# WHAT IS NEEDED
Below is a set of entries. Reproduce exactly the lines from the one containing "village house and return the coordinates." through the end, both included.

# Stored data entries
::::::
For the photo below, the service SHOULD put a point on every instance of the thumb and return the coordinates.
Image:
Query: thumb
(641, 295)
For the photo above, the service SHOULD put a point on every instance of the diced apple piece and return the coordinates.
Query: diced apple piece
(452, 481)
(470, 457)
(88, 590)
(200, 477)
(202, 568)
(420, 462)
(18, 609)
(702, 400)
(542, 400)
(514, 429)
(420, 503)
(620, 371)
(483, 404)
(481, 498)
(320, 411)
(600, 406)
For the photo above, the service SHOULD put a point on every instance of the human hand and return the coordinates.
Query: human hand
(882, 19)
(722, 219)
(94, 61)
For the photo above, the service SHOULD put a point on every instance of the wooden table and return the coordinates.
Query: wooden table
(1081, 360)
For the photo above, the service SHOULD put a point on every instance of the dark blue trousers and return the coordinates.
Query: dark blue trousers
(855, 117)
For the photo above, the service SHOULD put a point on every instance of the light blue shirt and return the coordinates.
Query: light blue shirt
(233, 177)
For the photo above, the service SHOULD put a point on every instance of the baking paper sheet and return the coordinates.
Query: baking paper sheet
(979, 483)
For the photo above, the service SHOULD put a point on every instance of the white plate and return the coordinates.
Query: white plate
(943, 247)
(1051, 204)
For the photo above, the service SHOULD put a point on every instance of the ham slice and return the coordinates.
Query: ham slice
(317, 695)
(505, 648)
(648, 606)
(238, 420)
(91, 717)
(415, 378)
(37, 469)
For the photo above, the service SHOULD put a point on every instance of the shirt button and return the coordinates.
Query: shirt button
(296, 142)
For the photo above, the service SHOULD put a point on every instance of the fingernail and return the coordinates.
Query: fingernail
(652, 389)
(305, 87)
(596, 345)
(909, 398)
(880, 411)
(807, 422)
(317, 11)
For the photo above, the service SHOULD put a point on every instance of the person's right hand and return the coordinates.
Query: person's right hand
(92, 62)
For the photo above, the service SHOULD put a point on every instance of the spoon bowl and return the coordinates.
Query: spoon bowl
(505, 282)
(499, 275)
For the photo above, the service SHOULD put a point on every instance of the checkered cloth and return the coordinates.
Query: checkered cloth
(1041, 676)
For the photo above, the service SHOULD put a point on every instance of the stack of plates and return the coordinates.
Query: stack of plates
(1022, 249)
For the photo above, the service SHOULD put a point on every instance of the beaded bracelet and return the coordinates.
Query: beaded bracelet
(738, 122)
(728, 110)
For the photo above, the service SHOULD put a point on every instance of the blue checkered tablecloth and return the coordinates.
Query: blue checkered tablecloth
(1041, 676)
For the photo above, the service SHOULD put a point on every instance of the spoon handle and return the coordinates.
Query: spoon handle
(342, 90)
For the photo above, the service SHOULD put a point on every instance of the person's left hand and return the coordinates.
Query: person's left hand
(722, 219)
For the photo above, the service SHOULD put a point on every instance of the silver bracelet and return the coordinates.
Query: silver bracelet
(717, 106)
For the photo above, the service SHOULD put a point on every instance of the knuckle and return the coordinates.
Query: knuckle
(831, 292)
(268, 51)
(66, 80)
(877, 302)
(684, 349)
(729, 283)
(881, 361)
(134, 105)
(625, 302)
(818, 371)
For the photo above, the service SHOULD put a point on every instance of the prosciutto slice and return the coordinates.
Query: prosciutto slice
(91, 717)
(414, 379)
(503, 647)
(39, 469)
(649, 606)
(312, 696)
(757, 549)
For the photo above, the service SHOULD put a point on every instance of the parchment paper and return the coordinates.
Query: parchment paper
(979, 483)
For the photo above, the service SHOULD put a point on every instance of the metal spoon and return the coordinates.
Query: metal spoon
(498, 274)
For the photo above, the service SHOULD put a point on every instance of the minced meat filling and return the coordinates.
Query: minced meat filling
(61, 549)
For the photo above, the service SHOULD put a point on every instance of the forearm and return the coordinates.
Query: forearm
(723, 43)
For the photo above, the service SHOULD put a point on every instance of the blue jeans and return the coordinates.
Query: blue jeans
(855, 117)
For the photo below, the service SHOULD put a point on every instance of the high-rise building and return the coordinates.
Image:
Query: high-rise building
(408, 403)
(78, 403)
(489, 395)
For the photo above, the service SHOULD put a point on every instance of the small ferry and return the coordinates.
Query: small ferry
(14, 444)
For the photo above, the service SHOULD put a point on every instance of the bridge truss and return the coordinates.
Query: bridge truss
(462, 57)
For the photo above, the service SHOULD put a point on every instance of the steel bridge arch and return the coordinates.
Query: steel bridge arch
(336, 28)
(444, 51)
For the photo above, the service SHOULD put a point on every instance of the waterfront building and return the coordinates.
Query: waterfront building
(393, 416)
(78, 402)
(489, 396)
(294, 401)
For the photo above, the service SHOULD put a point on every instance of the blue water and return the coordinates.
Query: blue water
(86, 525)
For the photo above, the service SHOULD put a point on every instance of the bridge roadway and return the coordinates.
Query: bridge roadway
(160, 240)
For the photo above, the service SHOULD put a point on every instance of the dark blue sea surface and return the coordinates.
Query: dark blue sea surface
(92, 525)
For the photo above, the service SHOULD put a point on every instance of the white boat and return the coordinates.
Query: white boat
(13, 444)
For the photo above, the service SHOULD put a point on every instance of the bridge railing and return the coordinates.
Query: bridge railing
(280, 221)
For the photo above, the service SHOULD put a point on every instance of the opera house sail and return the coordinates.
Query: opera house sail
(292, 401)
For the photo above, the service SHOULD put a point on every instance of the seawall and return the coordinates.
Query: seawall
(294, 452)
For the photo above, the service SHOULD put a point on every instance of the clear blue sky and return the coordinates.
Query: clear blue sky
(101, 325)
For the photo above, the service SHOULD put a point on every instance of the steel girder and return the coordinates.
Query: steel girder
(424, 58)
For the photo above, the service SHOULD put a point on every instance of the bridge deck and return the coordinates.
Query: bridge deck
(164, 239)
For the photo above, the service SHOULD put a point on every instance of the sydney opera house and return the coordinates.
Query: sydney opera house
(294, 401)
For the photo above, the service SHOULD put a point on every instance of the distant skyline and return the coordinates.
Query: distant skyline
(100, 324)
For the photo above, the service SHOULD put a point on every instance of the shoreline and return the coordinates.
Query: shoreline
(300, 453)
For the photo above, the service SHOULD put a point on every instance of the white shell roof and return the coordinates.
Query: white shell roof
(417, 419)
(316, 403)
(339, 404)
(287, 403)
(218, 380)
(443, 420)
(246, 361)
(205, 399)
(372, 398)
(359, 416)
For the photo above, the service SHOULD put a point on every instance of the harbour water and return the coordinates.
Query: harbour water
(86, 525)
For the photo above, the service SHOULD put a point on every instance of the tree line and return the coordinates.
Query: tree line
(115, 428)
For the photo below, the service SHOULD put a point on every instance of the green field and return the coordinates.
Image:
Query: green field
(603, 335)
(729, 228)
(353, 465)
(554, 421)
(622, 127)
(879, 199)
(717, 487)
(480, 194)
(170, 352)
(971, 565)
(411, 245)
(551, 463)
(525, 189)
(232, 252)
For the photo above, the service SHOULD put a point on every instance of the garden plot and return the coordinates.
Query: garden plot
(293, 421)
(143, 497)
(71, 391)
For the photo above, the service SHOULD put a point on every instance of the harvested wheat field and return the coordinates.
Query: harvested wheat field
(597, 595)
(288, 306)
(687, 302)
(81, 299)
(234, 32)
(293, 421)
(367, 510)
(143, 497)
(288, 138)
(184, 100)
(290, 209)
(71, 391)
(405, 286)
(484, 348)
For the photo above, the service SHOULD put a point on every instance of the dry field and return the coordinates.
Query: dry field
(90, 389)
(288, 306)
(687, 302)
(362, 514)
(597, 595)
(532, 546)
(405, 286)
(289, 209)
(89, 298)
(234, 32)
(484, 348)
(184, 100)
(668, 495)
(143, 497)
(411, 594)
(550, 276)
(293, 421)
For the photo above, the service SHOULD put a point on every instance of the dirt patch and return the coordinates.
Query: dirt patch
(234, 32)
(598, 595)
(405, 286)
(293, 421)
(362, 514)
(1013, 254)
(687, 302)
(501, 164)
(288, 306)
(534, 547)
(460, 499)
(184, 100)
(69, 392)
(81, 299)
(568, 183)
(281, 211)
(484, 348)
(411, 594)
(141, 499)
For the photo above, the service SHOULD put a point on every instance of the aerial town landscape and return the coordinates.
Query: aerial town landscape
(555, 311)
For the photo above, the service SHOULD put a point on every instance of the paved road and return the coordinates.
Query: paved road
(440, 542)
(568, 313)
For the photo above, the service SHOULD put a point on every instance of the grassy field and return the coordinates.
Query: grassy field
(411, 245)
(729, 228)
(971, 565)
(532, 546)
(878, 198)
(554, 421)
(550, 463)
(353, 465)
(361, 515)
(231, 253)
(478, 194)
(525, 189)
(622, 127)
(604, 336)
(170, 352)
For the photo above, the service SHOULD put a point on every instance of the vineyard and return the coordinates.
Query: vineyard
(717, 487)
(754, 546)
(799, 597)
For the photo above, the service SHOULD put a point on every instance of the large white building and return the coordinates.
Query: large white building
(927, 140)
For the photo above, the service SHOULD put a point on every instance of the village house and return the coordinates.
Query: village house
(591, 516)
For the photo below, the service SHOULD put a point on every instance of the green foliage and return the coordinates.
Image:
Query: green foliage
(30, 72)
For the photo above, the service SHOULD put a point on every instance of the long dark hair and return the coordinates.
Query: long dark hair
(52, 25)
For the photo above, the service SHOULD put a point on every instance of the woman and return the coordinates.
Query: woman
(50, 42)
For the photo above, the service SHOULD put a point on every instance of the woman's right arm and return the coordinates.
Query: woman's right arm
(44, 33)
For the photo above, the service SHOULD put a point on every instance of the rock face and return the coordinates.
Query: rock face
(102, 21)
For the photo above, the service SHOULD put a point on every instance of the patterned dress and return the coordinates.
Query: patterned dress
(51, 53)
::::::
# TASK ANSWER
For the photo above, the service SHOULD put a point on every instance of the village house and return the coordinates.
Query: village house
(591, 516)
For the photo below, the service SHOULD put a point on every instance of the green foliage and return the coordinates.
Image:
Query: green foliage
(30, 72)
For the photo above, the service SHOULD put a point on every instance of the long dark hair and return the coordinates.
Query: long dark hair
(52, 25)
For the photo above, the service SHOULD put a point on every instance of the woman and return the coordinates.
Query: woman
(50, 42)
For the photo above, the service SHOULD put a point on every instance of the woman's right arm and return the coordinates.
Query: woman's right arm
(44, 33)
For the photo above, the service SHOULD put a point on every instance of the rock face and return the coordinates.
Query: rock face
(102, 21)
For the photo above, the service SHOULD put a point on every instance of the patterned dress and return the coordinates.
Query: patterned dress
(51, 53)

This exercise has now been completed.